*EXCERPTED DATA*

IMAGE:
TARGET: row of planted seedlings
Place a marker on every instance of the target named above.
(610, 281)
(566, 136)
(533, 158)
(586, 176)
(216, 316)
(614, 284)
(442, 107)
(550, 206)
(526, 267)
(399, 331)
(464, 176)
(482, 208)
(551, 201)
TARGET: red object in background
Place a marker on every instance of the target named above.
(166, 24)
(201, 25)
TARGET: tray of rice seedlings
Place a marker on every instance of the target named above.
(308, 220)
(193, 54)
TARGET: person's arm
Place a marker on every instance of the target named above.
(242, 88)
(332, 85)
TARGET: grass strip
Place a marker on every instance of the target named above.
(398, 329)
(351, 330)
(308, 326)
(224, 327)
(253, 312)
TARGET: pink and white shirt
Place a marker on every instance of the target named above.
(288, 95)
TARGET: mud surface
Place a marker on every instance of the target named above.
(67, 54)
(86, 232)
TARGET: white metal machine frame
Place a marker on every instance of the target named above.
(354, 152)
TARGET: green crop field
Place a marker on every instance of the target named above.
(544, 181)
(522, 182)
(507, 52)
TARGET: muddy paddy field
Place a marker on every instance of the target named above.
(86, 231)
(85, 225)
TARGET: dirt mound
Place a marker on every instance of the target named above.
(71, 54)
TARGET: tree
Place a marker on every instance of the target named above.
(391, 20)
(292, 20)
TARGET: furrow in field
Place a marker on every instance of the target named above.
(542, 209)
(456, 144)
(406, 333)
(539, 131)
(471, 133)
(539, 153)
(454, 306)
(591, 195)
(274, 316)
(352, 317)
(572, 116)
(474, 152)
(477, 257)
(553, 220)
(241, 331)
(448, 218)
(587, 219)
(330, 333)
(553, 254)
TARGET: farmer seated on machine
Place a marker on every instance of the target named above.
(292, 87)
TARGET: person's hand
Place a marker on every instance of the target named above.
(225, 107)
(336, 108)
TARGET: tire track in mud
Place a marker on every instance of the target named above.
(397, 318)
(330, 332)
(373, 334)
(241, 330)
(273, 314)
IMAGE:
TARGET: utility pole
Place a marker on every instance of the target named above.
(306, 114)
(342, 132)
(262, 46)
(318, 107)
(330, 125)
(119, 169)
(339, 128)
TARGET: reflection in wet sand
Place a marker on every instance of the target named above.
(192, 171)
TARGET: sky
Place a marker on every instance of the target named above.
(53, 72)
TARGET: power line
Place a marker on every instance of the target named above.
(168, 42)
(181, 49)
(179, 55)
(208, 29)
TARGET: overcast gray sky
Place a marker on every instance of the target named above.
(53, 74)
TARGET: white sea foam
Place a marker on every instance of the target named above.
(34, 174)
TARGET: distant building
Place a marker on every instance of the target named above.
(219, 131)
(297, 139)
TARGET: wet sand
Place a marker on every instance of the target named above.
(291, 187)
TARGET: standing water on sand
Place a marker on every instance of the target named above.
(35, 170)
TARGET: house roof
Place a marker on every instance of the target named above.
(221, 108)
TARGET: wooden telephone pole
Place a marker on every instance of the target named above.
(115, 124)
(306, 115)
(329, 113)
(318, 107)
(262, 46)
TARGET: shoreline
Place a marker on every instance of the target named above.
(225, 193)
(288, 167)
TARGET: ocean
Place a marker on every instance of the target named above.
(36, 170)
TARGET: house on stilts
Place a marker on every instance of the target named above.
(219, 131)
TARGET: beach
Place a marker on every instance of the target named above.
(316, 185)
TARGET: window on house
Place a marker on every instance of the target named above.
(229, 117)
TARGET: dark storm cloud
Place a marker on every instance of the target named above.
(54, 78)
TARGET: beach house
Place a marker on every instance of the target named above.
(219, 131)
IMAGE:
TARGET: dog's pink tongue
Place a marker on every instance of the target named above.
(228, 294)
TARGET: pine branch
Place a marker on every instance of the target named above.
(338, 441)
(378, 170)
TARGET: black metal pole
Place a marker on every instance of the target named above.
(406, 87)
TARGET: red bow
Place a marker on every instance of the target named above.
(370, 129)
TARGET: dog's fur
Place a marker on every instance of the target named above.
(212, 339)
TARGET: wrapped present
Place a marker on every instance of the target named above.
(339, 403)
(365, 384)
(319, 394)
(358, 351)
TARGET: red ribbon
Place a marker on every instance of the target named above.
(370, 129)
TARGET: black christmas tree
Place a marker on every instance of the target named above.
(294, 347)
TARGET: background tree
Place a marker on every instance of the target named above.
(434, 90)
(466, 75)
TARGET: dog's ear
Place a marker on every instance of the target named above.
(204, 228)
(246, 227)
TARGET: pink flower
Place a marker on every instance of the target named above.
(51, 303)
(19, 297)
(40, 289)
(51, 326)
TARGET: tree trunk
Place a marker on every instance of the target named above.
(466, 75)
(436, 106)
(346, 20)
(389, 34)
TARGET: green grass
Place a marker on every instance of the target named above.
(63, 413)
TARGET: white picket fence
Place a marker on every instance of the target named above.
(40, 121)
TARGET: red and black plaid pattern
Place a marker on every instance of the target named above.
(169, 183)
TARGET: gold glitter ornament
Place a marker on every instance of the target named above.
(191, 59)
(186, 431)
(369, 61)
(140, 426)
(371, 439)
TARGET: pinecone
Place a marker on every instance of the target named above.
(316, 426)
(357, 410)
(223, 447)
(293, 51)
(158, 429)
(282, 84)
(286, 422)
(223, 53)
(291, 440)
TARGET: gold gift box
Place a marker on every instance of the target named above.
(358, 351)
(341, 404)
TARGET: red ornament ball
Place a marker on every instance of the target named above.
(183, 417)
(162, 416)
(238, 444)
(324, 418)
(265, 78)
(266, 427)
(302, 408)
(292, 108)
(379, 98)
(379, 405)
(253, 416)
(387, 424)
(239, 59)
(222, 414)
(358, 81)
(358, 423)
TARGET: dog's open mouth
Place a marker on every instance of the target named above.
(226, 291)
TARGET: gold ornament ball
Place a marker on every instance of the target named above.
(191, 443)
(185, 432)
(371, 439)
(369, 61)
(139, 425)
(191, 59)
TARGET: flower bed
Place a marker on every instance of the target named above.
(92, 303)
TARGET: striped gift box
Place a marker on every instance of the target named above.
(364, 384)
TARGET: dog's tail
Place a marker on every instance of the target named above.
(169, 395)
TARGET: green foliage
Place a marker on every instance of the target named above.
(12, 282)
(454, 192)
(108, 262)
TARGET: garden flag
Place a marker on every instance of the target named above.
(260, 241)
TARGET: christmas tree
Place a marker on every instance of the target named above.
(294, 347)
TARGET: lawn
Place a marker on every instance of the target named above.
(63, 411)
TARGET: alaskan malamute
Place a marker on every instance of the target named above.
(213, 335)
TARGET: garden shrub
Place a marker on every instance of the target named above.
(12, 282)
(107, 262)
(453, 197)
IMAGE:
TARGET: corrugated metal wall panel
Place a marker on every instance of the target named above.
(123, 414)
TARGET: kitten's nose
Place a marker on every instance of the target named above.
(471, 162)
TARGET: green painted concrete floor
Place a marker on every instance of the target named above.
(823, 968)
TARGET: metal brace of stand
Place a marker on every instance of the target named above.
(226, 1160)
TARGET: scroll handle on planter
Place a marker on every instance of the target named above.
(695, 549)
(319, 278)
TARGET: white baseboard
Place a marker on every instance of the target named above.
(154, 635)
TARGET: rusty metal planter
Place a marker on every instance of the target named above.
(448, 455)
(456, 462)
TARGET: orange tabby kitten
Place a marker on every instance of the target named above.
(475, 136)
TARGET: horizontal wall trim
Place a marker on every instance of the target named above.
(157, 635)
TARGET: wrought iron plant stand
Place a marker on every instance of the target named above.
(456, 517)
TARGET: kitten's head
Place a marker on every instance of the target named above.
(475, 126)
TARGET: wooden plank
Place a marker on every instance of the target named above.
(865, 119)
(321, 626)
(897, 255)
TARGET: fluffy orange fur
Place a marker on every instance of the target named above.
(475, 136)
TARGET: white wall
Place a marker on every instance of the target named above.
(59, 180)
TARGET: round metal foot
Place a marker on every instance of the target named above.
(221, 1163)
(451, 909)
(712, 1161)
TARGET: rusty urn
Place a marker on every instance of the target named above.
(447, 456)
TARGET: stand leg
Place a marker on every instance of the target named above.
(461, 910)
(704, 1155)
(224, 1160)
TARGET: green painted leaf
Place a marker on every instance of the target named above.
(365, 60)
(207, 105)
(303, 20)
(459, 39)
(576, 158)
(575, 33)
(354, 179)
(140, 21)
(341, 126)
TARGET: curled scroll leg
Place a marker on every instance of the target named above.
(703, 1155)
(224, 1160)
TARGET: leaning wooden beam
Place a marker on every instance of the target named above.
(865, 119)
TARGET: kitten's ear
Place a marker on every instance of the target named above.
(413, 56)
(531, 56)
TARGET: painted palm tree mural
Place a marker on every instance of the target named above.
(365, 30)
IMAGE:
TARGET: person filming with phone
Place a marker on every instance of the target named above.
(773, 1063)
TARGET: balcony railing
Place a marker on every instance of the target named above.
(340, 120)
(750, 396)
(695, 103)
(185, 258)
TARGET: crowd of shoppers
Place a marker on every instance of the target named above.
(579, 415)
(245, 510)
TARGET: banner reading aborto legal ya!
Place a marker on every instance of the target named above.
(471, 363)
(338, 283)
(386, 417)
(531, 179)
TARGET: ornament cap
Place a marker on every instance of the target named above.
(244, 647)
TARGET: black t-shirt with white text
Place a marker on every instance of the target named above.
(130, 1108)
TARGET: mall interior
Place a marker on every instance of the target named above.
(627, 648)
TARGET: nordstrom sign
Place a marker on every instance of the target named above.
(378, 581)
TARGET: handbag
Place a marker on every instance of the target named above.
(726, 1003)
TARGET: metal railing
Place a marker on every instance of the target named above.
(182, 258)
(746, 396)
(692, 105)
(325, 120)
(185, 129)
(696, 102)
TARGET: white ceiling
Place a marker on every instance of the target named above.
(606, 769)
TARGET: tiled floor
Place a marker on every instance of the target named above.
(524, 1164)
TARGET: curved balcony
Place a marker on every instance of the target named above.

*YOUR GOAL*
Nothing but the lines from the one with "TARGET: nordstrom sign" through the last line should be repeated, each exactly as it stands.

*WRITTEN SOLUTION*
TARGET: nordstrom sign
Place a marker on every instance of the target named above.
(378, 581)
TARGET: handbag
Place a marker on every instance of the target named above.
(726, 1003)
TARGET: metal railing
Place a marker on every instance of the target named above.
(182, 258)
(746, 396)
(692, 105)
(325, 120)
(185, 129)
(696, 102)
TARGET: white ceiling
Place a marker on every instance of the target named above.
(606, 769)
TARGET: tiled floor
Place a marker on every instance of the target named above.
(524, 1164)
TARGET: curved balcony
Place a marker on every instance of the target named above.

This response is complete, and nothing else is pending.